_Written request_
Output the lines of the entries below as a numbered list, from the first line through the line containing "18L125 22L136 22L144", both included, and omit blank lines.

_Input rows_

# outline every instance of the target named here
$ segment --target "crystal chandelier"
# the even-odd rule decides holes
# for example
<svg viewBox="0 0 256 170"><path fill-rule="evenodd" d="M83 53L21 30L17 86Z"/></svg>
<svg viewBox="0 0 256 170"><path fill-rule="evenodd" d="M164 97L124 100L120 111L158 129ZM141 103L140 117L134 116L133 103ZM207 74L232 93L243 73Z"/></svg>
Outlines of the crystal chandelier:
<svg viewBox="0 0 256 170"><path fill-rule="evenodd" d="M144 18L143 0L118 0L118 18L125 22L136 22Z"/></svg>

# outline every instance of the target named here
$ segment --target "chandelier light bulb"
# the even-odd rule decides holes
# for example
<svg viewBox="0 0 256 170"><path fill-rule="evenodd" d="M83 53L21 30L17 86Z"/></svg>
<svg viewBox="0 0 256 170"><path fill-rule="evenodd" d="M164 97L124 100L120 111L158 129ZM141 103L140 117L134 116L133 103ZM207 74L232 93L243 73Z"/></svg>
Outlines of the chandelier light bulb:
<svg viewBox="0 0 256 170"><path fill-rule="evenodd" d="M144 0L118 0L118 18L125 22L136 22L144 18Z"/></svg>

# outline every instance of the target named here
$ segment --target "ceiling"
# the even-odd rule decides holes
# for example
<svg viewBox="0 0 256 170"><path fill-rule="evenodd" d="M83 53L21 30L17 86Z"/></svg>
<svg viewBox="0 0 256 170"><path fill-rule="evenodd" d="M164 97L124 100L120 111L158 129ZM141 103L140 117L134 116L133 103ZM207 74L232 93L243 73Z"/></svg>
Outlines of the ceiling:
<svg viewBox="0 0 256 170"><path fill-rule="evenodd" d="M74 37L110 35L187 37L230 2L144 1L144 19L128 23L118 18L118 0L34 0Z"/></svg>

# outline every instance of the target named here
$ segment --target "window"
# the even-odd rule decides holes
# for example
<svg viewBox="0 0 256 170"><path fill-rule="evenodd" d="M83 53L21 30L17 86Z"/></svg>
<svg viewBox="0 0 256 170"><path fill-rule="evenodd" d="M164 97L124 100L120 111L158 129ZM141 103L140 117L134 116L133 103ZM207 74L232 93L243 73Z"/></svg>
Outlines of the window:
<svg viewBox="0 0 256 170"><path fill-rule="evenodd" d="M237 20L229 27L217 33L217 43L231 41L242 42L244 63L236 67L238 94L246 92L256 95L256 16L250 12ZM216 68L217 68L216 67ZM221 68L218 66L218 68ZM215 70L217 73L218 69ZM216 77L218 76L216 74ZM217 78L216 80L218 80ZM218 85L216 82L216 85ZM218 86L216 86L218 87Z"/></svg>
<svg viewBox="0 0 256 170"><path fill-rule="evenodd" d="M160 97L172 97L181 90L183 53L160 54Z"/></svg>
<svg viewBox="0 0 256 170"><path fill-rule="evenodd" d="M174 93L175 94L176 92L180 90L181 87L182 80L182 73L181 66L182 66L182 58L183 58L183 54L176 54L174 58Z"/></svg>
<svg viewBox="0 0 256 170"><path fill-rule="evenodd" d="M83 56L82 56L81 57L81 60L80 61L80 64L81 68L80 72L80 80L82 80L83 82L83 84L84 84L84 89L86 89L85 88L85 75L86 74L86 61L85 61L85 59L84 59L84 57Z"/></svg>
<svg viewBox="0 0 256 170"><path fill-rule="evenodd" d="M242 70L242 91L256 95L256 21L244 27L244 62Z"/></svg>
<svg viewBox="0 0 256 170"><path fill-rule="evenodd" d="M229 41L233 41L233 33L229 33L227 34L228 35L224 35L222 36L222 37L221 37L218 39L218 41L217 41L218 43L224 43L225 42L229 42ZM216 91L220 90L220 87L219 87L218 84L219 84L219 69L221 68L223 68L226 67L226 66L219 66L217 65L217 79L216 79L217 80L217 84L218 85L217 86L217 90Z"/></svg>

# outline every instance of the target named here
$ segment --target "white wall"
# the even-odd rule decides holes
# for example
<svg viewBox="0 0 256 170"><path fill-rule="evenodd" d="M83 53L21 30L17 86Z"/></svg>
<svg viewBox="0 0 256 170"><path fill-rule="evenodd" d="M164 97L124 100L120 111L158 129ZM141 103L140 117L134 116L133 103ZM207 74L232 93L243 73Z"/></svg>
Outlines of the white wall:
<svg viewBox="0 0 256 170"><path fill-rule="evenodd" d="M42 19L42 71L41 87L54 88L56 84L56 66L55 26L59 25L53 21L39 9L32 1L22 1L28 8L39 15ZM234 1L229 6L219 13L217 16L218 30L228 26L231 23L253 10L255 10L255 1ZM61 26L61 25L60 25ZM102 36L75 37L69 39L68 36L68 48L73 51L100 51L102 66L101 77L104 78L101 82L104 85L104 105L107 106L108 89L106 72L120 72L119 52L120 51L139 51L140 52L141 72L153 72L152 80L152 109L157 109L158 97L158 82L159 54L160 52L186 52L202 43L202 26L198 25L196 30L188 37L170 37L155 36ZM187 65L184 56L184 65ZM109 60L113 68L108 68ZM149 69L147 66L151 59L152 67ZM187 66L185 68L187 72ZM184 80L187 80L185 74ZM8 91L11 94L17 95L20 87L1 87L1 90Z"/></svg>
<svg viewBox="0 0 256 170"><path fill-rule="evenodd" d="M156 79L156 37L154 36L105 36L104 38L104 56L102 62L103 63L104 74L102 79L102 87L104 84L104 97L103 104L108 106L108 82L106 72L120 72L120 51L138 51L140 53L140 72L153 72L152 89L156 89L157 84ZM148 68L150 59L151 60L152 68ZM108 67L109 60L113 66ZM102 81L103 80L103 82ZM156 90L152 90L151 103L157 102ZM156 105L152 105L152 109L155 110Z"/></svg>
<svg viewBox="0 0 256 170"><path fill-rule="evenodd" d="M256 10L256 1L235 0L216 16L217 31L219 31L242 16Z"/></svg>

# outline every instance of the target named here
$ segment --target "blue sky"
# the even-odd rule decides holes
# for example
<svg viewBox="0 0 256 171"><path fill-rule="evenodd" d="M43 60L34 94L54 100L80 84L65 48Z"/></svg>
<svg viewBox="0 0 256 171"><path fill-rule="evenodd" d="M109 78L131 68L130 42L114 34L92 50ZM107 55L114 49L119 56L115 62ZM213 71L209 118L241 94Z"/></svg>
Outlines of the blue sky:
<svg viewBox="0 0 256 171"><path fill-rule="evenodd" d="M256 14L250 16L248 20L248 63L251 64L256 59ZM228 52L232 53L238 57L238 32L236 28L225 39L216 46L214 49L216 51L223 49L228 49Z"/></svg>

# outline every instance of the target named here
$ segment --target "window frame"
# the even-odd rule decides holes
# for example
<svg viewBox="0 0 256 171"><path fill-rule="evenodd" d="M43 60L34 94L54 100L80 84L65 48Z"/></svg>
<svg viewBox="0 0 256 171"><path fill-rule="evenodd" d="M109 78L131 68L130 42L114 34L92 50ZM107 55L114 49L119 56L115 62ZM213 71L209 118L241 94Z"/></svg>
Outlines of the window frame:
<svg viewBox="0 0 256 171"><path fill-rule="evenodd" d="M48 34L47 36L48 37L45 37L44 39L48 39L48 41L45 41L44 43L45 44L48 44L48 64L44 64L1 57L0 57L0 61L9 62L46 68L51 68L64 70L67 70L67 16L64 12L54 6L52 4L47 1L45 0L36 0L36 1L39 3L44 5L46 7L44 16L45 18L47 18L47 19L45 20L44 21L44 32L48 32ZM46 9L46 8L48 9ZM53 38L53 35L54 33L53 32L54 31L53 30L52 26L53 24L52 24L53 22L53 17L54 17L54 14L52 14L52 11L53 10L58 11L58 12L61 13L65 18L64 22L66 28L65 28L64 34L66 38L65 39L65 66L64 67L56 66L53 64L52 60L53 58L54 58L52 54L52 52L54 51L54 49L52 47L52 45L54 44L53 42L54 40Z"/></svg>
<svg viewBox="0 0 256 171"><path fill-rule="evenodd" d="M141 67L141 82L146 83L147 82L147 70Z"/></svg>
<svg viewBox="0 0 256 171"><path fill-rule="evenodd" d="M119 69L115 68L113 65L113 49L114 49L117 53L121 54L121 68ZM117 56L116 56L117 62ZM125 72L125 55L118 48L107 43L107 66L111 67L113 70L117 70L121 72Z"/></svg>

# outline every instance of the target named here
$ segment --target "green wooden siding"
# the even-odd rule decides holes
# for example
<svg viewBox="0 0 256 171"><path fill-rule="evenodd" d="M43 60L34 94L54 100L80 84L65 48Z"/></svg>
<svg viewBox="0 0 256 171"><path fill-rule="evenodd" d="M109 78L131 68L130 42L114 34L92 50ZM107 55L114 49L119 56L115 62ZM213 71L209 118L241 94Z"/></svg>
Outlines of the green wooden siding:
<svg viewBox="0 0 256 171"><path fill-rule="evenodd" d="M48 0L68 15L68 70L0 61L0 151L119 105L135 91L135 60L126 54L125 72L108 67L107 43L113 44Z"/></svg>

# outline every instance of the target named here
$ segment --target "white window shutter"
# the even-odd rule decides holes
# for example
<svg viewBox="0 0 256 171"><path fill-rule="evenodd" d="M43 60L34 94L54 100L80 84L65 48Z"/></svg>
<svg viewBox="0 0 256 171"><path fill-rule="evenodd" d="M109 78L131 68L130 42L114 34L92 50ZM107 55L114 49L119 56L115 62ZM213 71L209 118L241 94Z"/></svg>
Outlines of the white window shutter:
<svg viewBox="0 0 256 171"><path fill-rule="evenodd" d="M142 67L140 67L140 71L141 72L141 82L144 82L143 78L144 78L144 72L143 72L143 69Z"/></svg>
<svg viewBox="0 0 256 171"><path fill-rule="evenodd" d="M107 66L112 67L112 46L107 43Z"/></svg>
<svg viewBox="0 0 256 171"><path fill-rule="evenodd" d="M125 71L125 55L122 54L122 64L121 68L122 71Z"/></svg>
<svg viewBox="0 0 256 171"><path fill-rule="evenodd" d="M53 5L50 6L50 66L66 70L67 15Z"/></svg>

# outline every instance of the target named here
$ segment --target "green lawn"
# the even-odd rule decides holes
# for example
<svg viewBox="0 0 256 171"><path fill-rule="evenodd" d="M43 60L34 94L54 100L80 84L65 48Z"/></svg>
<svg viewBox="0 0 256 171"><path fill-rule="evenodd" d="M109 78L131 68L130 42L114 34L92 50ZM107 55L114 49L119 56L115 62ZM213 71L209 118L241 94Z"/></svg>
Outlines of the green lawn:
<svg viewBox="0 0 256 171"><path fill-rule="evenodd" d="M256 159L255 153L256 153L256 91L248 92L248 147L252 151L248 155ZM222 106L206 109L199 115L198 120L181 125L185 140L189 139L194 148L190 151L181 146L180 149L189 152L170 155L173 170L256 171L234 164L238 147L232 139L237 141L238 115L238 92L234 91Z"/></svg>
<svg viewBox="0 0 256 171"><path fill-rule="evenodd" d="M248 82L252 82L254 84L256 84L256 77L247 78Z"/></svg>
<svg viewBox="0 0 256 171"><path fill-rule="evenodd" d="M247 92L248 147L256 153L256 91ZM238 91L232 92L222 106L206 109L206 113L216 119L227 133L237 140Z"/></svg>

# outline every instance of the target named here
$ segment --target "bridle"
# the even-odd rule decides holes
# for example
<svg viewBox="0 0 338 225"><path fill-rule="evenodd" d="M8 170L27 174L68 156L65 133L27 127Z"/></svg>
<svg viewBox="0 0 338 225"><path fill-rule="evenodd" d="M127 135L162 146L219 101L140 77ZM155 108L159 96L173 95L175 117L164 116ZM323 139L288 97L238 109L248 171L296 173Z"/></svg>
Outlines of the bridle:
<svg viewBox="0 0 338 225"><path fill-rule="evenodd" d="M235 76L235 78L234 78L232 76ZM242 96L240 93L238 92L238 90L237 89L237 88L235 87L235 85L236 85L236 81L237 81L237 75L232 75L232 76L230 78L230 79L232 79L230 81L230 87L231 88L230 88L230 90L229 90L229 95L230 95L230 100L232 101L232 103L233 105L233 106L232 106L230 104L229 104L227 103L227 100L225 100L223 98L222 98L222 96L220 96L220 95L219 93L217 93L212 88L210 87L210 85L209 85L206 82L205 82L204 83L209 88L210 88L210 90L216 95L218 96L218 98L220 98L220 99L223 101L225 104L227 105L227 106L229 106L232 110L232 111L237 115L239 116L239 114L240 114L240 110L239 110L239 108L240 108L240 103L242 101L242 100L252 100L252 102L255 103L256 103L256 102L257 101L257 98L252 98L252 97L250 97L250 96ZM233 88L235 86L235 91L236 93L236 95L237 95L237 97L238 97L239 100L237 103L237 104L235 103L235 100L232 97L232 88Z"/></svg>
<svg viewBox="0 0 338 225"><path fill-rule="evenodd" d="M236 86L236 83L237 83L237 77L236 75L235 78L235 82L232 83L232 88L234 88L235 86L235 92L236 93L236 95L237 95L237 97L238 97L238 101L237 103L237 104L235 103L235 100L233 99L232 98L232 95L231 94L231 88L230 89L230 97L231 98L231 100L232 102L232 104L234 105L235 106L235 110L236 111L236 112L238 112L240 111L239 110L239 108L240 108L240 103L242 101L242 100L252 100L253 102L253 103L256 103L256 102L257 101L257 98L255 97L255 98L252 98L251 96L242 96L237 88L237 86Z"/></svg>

_Solved exercise_
1. # outline every instance of the target named here
2. $ segment --target "crystal chandelier"
3. # the even-odd rule decides holes
4. # for example
5. <svg viewBox="0 0 256 170"><path fill-rule="evenodd" d="M83 53L21 30L17 86Z"/></svg>
6. <svg viewBox="0 0 256 170"><path fill-rule="evenodd" d="M164 97L124 100L120 111L158 129ZM141 103L140 117L134 116L133 103ZM207 74L232 93L243 73Z"/></svg>
7. Outlines of the crystal chandelier:
8. <svg viewBox="0 0 256 170"><path fill-rule="evenodd" d="M144 18L143 0L118 0L118 18L125 22L136 22Z"/></svg>
9. # outline every instance of the target named here
10. $ segment --target "chandelier light bulb"
11. # the even-odd rule decides holes
12. # for example
13. <svg viewBox="0 0 256 170"><path fill-rule="evenodd" d="M83 53L21 30L17 86Z"/></svg>
14. <svg viewBox="0 0 256 170"><path fill-rule="evenodd" d="M164 97L124 100L120 111L158 129ZM141 103L140 117L134 116L133 103ZM207 74L232 93L243 73Z"/></svg>
15. Outlines of the chandelier light bulb:
16. <svg viewBox="0 0 256 170"><path fill-rule="evenodd" d="M144 0L118 0L118 18L125 22L136 22L144 18Z"/></svg>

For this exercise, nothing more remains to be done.